**WORK TASK:**
Below are lines of data; restate word for word those running from the line containing "(format x=53, y=400)" to the line containing "(format x=48, y=345)", inclusive, and no others.

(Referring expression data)
____

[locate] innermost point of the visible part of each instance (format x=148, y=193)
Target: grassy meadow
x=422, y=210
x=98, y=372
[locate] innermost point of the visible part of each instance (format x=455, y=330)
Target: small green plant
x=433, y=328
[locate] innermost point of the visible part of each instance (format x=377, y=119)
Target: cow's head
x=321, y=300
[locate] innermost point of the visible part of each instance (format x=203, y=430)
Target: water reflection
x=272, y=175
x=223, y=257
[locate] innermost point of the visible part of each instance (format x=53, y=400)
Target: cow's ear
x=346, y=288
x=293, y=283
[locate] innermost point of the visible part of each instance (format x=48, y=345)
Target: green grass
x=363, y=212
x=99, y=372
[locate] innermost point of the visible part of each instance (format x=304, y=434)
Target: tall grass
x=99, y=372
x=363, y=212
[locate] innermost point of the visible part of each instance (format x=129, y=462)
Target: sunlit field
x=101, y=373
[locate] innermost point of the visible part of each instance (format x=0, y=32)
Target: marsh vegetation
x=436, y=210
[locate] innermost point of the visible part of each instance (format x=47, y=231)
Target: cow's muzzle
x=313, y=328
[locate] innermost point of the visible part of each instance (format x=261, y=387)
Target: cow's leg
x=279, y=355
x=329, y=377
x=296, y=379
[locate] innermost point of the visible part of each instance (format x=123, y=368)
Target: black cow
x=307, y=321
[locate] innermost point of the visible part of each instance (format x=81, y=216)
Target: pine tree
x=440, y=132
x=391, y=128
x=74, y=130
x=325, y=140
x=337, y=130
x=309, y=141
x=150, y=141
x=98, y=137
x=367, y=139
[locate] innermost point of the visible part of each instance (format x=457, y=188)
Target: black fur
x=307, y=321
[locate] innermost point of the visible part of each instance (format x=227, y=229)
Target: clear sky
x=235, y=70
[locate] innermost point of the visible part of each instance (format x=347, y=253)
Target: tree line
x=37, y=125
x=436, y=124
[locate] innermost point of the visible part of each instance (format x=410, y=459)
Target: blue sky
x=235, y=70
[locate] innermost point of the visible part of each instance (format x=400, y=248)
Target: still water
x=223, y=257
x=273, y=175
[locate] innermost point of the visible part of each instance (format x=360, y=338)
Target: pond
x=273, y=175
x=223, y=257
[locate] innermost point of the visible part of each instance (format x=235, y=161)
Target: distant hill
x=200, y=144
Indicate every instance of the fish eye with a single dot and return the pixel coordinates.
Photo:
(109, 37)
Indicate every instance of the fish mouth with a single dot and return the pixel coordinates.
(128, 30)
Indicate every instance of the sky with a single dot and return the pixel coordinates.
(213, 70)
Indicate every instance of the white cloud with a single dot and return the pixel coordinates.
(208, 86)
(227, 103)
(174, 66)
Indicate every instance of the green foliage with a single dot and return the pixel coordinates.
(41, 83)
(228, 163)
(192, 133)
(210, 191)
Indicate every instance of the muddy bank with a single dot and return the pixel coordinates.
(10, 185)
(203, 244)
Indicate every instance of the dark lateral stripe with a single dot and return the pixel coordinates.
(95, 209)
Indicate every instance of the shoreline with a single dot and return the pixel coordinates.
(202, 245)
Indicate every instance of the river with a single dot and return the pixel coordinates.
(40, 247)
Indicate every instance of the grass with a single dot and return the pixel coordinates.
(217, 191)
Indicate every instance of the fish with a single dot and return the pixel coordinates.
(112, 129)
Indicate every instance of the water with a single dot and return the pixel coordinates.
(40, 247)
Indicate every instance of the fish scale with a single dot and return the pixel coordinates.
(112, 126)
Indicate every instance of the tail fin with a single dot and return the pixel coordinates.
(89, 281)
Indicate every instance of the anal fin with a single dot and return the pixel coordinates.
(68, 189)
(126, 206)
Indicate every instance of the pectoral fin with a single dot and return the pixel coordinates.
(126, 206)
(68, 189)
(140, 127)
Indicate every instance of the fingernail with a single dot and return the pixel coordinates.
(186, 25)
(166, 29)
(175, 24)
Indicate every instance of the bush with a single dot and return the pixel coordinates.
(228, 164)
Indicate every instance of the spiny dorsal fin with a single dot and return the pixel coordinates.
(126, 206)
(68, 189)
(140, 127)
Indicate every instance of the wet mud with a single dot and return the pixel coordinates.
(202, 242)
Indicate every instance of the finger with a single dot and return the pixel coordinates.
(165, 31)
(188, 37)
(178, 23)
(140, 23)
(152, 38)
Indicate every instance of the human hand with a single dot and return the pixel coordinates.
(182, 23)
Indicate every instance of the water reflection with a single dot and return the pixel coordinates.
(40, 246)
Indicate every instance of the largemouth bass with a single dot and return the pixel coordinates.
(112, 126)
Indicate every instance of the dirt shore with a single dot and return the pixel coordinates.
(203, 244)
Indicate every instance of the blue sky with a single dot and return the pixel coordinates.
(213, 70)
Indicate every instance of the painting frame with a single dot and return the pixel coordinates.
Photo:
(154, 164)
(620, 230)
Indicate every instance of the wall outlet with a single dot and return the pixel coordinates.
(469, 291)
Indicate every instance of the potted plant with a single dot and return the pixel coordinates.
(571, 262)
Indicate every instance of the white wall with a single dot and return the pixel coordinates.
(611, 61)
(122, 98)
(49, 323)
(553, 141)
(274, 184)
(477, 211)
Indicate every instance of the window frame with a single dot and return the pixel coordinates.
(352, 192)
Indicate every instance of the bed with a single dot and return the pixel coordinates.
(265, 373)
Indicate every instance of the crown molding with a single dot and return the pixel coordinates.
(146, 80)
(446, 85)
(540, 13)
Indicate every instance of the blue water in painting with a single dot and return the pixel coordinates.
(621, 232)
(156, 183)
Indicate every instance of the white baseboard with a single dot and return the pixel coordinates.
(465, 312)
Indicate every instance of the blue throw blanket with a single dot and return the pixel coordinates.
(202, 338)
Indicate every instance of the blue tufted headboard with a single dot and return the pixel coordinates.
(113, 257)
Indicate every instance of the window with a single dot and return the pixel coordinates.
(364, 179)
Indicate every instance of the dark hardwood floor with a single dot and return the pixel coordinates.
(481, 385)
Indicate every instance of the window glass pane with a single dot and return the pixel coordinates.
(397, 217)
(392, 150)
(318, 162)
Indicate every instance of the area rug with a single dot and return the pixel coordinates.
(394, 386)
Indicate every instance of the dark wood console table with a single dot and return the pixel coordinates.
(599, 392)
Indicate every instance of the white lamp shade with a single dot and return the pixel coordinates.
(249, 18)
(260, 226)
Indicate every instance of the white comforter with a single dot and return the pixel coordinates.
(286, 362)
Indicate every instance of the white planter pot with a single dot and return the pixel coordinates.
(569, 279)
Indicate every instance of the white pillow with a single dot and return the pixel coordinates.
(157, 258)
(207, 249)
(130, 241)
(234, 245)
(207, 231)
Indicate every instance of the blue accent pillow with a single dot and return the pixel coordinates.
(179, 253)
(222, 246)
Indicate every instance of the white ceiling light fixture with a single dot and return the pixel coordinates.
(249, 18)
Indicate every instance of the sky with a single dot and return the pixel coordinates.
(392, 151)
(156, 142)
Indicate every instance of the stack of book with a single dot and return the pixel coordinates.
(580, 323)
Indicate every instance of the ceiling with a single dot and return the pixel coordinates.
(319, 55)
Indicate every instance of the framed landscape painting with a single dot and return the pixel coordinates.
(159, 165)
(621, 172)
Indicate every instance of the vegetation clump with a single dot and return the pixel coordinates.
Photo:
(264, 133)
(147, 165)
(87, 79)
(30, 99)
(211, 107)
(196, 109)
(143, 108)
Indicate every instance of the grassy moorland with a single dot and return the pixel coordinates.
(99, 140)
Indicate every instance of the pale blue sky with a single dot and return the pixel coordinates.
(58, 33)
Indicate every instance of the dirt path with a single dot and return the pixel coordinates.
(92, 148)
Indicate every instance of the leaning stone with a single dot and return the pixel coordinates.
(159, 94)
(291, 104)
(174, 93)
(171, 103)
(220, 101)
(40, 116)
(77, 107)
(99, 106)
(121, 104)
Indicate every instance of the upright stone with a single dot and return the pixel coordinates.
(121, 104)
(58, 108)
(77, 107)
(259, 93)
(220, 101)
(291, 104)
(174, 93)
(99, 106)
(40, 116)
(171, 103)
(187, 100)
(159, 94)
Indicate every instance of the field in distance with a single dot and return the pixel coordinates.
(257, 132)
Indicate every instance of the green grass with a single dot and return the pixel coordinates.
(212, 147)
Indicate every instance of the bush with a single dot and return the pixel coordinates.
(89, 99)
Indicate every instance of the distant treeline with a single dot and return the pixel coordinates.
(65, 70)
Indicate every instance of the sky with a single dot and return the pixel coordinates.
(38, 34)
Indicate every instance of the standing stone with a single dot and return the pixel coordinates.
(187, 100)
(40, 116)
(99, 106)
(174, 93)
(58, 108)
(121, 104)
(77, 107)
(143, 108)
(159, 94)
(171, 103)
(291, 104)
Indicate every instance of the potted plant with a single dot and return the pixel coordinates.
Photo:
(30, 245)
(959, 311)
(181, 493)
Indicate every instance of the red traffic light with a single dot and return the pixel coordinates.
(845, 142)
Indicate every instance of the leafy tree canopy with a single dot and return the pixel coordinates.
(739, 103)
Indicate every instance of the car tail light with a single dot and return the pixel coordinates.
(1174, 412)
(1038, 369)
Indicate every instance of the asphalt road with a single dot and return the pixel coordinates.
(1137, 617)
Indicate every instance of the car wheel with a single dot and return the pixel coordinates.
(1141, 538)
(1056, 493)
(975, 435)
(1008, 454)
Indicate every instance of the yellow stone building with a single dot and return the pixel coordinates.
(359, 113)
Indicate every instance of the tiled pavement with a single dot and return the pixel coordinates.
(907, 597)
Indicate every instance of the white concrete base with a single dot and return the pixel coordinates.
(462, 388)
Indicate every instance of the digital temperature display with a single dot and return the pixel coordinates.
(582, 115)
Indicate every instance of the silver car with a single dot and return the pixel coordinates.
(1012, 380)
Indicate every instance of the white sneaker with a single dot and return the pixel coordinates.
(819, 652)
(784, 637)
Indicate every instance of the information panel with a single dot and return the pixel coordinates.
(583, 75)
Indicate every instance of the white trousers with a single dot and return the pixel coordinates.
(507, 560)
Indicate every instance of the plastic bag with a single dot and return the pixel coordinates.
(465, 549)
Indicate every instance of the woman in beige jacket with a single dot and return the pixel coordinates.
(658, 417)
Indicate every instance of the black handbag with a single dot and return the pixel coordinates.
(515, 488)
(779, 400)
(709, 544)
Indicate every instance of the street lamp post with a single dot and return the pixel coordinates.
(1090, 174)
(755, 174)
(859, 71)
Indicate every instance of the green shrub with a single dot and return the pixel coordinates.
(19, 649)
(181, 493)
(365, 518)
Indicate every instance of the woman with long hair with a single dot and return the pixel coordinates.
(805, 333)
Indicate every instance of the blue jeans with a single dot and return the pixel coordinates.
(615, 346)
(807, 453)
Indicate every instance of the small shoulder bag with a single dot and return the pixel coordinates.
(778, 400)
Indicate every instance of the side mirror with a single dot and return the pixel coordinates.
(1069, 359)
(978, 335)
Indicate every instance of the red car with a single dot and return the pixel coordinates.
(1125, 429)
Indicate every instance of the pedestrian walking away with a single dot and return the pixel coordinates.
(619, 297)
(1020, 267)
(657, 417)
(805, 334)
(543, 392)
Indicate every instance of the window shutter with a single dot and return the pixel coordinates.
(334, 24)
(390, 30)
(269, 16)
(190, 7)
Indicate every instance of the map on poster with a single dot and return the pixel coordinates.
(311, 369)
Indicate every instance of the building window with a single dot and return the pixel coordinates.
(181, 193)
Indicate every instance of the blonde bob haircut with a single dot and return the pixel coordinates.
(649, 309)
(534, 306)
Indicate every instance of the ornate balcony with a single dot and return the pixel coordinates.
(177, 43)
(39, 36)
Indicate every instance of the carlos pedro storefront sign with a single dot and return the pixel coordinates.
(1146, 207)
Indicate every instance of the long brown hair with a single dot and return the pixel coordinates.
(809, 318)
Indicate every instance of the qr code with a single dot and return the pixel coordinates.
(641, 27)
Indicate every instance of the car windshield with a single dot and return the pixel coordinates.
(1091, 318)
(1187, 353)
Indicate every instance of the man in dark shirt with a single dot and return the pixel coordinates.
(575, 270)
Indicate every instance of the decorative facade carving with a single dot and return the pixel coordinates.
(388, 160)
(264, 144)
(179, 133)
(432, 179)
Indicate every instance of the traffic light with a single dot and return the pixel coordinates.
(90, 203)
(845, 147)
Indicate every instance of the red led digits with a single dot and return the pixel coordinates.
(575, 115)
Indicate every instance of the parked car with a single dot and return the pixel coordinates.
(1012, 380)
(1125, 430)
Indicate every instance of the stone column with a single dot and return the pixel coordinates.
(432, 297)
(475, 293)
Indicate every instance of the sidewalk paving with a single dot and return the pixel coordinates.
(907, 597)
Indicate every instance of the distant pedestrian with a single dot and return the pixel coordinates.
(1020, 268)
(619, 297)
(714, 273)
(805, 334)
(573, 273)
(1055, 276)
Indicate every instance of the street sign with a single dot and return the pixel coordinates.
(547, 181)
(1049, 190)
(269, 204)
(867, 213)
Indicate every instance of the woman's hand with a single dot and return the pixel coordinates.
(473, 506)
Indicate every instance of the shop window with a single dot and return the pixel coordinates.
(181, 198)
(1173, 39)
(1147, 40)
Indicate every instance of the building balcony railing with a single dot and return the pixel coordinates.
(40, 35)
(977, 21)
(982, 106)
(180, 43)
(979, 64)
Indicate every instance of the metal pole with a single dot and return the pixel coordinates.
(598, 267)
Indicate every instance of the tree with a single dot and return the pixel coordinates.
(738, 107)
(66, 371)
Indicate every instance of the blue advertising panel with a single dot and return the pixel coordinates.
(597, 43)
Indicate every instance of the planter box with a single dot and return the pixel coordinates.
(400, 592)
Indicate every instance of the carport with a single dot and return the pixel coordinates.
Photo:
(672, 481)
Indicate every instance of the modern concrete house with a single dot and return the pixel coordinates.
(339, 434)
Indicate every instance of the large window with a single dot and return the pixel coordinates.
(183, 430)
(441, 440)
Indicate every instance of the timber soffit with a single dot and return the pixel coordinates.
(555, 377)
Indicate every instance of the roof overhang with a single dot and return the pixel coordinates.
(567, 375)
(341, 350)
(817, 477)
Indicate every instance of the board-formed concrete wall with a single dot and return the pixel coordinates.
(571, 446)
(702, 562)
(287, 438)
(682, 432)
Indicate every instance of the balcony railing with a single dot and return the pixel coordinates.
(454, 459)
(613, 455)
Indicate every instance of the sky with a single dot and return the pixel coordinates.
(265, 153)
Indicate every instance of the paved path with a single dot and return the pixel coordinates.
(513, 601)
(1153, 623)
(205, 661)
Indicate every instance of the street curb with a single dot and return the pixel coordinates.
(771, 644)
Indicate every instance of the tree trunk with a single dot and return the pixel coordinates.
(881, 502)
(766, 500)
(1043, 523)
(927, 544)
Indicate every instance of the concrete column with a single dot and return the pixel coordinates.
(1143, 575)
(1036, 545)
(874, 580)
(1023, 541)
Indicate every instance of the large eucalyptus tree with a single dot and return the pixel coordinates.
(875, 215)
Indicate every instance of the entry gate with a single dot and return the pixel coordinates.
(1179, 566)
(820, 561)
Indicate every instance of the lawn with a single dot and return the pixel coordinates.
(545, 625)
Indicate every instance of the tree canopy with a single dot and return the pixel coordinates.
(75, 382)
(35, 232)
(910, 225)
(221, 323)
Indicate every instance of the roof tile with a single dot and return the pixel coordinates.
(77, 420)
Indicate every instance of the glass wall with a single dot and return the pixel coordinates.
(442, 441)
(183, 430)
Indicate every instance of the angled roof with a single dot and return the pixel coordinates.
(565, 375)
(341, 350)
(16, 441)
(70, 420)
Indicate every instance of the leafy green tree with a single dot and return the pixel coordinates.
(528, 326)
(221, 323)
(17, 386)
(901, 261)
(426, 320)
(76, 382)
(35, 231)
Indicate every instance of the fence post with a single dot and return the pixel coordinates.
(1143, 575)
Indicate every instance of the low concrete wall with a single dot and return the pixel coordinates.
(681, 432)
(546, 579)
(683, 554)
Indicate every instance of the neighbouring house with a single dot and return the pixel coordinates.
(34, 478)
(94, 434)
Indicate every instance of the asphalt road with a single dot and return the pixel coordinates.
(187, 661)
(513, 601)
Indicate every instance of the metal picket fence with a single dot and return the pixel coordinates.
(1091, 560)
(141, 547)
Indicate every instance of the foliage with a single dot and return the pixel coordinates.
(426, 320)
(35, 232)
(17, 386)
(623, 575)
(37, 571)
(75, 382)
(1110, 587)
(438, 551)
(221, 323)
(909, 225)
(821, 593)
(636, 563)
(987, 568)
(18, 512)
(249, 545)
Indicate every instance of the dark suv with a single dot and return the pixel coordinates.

____

**WRITTEN RESPONSE:**
[locate] innermost point of the visible part of each instance (format x=53, y=400)
Target: cow's ear
x=346, y=288
x=293, y=283
[locate] innermost point of the visible part of each instance (format x=48, y=345)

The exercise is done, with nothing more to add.